---------- Testo riportato ----------

Cristina Rodriguez

«Les Mémoires de Caligula»

edizioni JCL - Chicoutimi (Québec),
febbraio 2000


Prefazione


di DOMENICO CARRO

Per un gran numero di persone, Caligola, il tenero soprannome attribuito dai soldati di Germanico al suo figlioletto Gaio, è divenuto il nome aborrito di uno dei più feroci e rivoltanti "cattivi" del cinema hollywoodiano: un personaggio caricaturale, vestito da imperatore d'operetta, e la cui stupidità risulta ben più terrificante delle sua grottesca crudeltà.
Per coloro che sono sfuggiti a simili orrori cinematografici, il nome di Caligola non gode affatto d'una fama migliore, dato che la malevole descrizione del "mostro" scritta da Svetonio viene diffusamente ripresa nella maggior parte dei testi di storia posteriori a costui.

In realtà, la storiografia di quel periodo soffre di vastissime lacune e di vari fattori di distorsione della verità, come la perdita degli scritti di tutti i testimoni diretti della situazione di Roma sotto Caligola, la mancanza di informazioni attendibili, anche per gli storici dell'antichità [1], e l'attrazione provata da Svetonio per ogni genere di pettegolezzi, di dicerie e di maldicenze, ch'egli colleziona con avidità e sinistro compiacimento, senza curarsi di controllarne la veridicità laddove l'immagine dei Cesari, ch'egli disprezza, ne risulta infangata.
In tali condizioni, la nostra conoscenza degli eventi non potrebbe essere né completa né sicura.
Ma un'accettabile ricostruzione storica può comunque ottenersi seriamente, sulla sola base dei dati degni di fede: la situazione generale dell'impero, le indicazioni fornite nell'altro ritratto (quello del "principe") incluso nella biografia suetoniana [2] e le altre testimonianze di cui disponiamo, ivi incluse le evidenze archeologiche.

Gaio Cesare, soprannominato Caligola, è il terzo Cesare ed uno dei più giovani imperatori romani.
Ricevette il potere a 25 anni, verso la fine del VIII secolo di Roma, cioè nell'anno 37 dell'era volgare, quando il principato - inventato dal divino Augusto e timorosamente conservato da Tiberio (che non aveva nemmeno osato rimanere a Roma per esercitarlo) - era ancora ben lungi dall'essere accettato da tutti come un cambio definitivo delle istituzioni.
Molti membri delle grandi famiglie patrizie sognavano la restaurazione degli antichi poteri del Senato, per riappropriarsi dei loro precedenti enormi privilegi.

----------

I tuoi compiti
1. Secondo la prefazione su Caligola riportata qui sopra, su quali dati degni di fede si può basare un'accettabile ricostruzione storica? Elencali tutti.
2. Stabilisci se ciascuna affermazione concorda con la prefazione su Caligola. Rispondi sì o no e cita le parole decisive del testo.
(a) Caligola ricevette il potere a 25 anni.
(b) Tiberio rimase a Roma per esercitare il principato.
(c) Il soprannome Caligola fu dato a Gaio dai soldati di Germanico.
3. Prosegui la prefazione su Caligola a partire dall'ultima frase riportata.

---------- Righe dei dati ----------

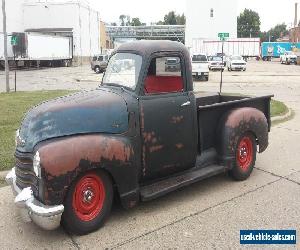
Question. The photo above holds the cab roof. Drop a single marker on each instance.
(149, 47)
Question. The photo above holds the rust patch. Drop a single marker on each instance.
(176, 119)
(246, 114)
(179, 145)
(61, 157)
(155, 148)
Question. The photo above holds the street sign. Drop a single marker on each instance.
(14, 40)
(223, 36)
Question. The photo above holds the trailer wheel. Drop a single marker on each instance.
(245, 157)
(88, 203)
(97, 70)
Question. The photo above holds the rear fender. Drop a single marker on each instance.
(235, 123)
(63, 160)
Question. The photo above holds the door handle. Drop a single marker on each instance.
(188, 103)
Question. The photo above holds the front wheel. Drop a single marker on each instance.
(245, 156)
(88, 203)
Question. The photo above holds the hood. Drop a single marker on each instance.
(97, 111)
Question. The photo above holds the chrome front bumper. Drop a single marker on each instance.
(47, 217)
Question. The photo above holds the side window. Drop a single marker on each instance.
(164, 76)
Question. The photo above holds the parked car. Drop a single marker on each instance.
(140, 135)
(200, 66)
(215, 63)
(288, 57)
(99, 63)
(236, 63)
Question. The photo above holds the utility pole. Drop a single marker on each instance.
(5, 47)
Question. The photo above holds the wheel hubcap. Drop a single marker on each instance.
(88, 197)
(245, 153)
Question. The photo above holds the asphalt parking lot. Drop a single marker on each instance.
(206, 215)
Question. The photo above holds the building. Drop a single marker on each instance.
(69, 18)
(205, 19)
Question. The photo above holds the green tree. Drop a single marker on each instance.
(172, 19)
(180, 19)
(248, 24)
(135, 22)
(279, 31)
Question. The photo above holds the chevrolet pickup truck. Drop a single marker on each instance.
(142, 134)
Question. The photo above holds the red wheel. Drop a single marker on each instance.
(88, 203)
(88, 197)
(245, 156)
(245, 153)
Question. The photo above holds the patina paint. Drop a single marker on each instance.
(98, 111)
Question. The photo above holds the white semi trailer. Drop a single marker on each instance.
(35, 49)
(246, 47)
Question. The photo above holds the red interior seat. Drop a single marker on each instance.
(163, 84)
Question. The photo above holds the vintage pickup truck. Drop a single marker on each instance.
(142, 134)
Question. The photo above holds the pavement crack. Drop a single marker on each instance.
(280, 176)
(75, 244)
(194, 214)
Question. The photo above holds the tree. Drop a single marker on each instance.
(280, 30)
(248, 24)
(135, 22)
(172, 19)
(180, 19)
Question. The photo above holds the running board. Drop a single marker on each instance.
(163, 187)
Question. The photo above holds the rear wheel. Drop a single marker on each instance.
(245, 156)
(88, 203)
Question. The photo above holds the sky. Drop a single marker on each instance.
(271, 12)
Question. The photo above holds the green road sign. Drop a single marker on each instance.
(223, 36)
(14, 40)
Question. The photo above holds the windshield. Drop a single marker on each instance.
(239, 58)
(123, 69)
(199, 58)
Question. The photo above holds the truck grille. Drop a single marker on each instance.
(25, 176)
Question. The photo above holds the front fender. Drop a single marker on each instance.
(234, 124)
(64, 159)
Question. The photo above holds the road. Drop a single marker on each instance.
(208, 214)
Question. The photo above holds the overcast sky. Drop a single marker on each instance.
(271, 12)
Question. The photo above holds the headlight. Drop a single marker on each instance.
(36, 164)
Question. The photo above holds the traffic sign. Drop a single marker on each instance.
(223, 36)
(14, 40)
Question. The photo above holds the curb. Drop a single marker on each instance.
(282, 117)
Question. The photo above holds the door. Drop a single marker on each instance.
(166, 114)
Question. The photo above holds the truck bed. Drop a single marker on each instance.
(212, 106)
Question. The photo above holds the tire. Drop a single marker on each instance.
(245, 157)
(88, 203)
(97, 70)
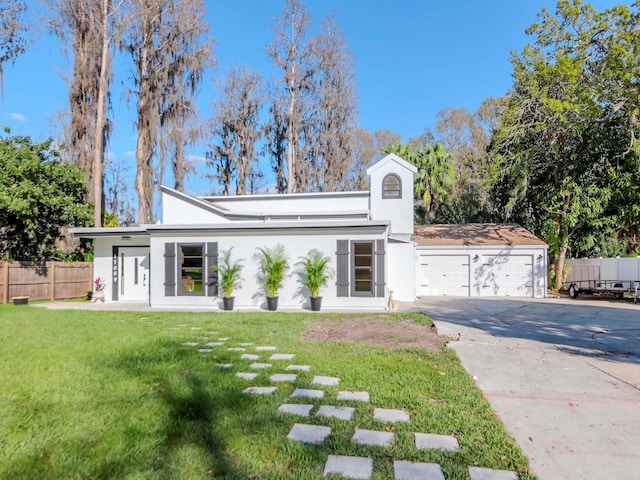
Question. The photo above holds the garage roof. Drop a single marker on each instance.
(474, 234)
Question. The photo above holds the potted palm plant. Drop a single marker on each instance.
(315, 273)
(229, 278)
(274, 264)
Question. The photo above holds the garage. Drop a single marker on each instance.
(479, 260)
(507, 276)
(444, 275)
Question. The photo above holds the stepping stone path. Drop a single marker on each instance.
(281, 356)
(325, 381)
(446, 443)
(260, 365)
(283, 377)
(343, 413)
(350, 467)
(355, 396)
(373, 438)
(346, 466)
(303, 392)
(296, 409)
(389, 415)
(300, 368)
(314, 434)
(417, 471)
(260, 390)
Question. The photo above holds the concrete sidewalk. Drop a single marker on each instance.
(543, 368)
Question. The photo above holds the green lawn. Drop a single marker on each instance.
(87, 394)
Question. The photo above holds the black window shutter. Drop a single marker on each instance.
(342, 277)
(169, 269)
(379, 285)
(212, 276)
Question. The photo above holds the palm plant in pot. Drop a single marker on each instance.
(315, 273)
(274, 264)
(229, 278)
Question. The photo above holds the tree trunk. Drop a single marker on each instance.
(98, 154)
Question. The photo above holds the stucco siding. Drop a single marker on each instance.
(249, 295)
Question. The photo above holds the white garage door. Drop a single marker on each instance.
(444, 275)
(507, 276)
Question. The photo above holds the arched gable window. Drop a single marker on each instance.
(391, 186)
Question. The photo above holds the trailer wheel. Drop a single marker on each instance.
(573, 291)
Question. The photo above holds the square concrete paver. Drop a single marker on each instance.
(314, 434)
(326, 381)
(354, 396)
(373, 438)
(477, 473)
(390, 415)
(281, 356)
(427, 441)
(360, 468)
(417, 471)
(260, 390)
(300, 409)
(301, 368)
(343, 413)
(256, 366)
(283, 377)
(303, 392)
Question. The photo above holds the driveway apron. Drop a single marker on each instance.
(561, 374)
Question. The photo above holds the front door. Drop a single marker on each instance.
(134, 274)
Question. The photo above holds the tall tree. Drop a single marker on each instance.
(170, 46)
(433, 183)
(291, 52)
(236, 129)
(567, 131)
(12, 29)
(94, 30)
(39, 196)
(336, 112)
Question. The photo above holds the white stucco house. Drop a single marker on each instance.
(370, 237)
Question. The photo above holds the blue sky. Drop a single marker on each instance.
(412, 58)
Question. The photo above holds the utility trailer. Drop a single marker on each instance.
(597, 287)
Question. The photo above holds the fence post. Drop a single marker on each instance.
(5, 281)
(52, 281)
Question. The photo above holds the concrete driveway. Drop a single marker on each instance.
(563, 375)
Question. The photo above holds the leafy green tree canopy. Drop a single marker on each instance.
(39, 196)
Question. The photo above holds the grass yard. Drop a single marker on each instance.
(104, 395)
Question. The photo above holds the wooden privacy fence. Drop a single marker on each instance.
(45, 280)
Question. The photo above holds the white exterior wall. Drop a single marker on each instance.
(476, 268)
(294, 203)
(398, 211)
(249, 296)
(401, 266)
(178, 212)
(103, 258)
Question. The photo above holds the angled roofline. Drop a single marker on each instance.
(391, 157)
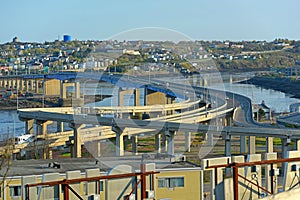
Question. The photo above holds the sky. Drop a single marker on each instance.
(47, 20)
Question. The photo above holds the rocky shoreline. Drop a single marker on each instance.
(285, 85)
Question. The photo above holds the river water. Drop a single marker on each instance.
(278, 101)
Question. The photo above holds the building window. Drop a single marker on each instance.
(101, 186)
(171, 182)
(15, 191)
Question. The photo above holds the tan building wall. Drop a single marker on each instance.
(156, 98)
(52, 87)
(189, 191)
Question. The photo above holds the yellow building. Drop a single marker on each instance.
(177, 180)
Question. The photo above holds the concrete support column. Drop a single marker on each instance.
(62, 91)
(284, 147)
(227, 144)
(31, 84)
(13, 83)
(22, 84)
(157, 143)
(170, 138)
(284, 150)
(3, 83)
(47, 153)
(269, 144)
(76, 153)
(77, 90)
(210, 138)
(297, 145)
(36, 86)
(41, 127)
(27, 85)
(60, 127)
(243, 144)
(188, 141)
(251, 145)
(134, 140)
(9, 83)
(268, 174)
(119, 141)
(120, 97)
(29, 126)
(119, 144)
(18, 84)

----------

Risposte ai compiti
1.
- La situazione generale dell'impero
- Le indicazioni fornite nell'altro ritratto (quello del "principe") incluso nella biografia suetoniana
- Le altre testimonianze di cui disponiamo, ivi incluse le evidenze archeologiche

2.
(a) Sì: «Ricevette il potere a 25 anni».
(b) No: «che non aveva nemmeno osato rimanere a Roma per esercitarlo».
(c) Sì: «il tenero soprannome attribuito dai soldati di Germanico al suo figlioletto Gaio».

3.
Il giovane imperatore aveva dunque un gran numero di insospettabili nemici che agivano nell'ombra per screditarlo, approfittando della sua giovinezza e delle sue debolezze, nell'attesa del momento favorevole per sbarazzarsi di questo principe ingombrante.

Gaio, che aveva una buona indole, non si è mai prefisso lo scopo di preservare la propria sicurezza a scapito del suo ruolo pubblico e della concordia civile. Le sue decisioni, fin dall'inizio del suo principato, mostrano chiaramente ch'egli voleva vivere in buona armonia con le varie fazioni contrapposte. L'ha dimostrato con un'amnistia generale e con il rifiuto di prestare ascolto ai delatori.

Inoltre, le sue iniziative nei confronti del suo seguito ci mostrano ch'egli non aveva alcuna tendenza dispotica, ma piuttosto ch'egli voleva assicurare la giusta dignità ai suoi prossimi ed al suo governo: ad esempio, deponendo le ceneri di sua madre e di suo fratello nel Mausoleo d'Augusto, prescegliendo il proprio zio Claudio come collega del suo primo consolato o anche allontanando finalmente un gruppo di persone le cui oscenità avevano già dato scandalo sotto Tiberio e che rischiavano di continuare, nel palazzo imperiale, ad offendere la moralità pubblica.

Parimenti, le misure ch'egli adottò per migliorare le istituzioni non hanno assolutamente nulla di tirannico, poiché esse andarono nella direzione della democrazia e della trasparenza: ripresa della consuetudine di Augusto di rendere pubblica la contabilità dello Stato; ripristino della libertà di giurisdizione ai magistrati, senza diritto d'appello all'imperatore; rimessa in vigore del sistema dei comizi, per ridare al popolo la sua voce attraverso il voto; restituzione della libertà di pubblicare le opere di tutti gli scrittori (anche quelle di cui un precedente decreto del Senato aveva ordinato la distruzione), poiché giudicava estremamente importante che la verità su tutti gli avvenimenti potesse essere trasmessa alla posterità.
Come avrebbe potuto, il povero Gaio, immaginare che un oscurantismo insensato ci avrebbe privato di tutte queste preziose testimonianze?

Per quanto concerne il governo dell'impero, Gaio ha immediatamente mostrato il suo scrupolo di ben fare, con uno slancio che doveva compensare i lunghi anni di ristagno sotto il regime di Tiberio.
I suoi contemporanei lo vedono dunque partire in viaggio per visitare le province, intraprendere delle grandi opere pubbliche nella scia di Augusto e riprendere anche qualcuno dei più importanti progetti di Giulio Cesare, quale quello dello scavo del canale di Corinto, che avrebbe assicurato un collegamento più diretto e veloce fra Roma e l'Oriente, soprattutto in inverno, poiché in tale stagione si era costretti di varcare l'Istmo cambiando nave o, talvolta, trasportando le navi per via terrestre.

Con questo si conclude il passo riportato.